_PROBLEM DESCRIPTION:_ Set down every one of the lines below word for word, changing and omitting nothing.

[Records from a data source]
· · · ·
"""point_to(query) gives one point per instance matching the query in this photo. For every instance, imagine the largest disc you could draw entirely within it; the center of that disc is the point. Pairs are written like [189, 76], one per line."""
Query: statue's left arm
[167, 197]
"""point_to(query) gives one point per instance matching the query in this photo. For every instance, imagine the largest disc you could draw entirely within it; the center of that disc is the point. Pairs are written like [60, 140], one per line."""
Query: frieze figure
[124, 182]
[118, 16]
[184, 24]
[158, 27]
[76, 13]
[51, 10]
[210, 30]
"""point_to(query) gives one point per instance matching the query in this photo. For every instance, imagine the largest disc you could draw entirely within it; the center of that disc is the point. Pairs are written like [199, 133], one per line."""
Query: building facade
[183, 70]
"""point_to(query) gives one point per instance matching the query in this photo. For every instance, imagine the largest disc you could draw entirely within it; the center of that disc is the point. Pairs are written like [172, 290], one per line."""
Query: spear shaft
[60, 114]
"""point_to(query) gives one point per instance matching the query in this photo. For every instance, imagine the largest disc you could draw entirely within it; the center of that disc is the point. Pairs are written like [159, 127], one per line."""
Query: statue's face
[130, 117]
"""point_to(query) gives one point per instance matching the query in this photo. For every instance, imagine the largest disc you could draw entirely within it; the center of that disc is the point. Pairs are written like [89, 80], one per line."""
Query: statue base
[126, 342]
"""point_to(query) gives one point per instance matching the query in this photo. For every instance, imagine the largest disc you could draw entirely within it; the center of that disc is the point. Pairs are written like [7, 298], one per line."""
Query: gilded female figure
· · · ·
_FULL RESPONSE:_
"""point_to(query) gives one point per instance matching the query in this photo. For every instance, imagine the largest disc you could draw entirely within it; the center of that disc is the point. Pairs are written like [189, 76], one per line."""
Query: statue's left arm
[167, 197]
"""point_to(query) gives one point per instance matching the query in this photo. For every instance, imagine the largest disc you could draw entirely within it; the center of that disc is the point. Pairs are written like [60, 140], one per line."""
Query: frieze figure
[124, 182]
[118, 16]
[184, 24]
[158, 27]
[76, 13]
[51, 10]
[210, 30]
"""point_to(query) gives one point per instance matching the query in this photo. For every instance, imagine the largest disc you could draw entirely within it; the center of that disc is the point. Pairs are written like [199, 133], one per line."""
Query: building facade
[183, 70]
"""point_to(query) gives one point per instance matching the query in this photo. For every instance, imagine the largest disc you could draw entirely within it; the center of that disc is the point. Pairs are written like [172, 290], one per line."""
Query: spear shaft
[60, 114]
"""point_to(query) gives one point per instance matching the query in this photo. For every instance, imagine the largest disc you could draw entirely within it; the center of that disc is the point. Pairs are written like [159, 127], one per line."""
Query: statue's face
[130, 117]
"""point_to(query) gives one point per instance matching the query in this photo. For every instance, imagine the largest disc you could draw entirely within it; the center of that disc is the point. Pairs are written like [89, 80], one per line."""
Query: statue base
[126, 342]
"""point_to(query) gives one point per instance matching the query in this photo. For every instance, imagine the largest disc you could draw entirely within it; the center of that disc is the point. Pairs are written like [7, 298], one per line."""
Query: gilded female figure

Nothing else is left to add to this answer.